ROWS =>
[start]

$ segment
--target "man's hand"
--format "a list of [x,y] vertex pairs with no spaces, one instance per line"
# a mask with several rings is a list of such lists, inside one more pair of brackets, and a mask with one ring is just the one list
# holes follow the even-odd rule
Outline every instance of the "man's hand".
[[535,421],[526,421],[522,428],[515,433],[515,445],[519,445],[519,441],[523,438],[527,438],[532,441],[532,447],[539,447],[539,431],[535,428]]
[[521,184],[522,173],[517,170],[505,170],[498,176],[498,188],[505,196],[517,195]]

[end]

DO THIS => Your task is to print the whole listing again exactly.

RESULT FOR THIS TASK =>
$ segment
--target "man's hand"
--format "a list of [x,y] vertex pairs with no spaces, one instance per line"
# a mask with several rings is a list of such lists, inside one more pair of brackets, and a mask with one ring is just the one list
# holes follow the even-odd rule
Outline every instance of the "man's hand".
[[535,421],[526,421],[522,428],[515,433],[515,445],[519,445],[519,441],[523,438],[527,438],[532,441],[532,447],[539,447],[539,431],[535,428]]
[[521,184],[522,173],[517,170],[505,170],[498,176],[498,188],[505,196],[517,195]]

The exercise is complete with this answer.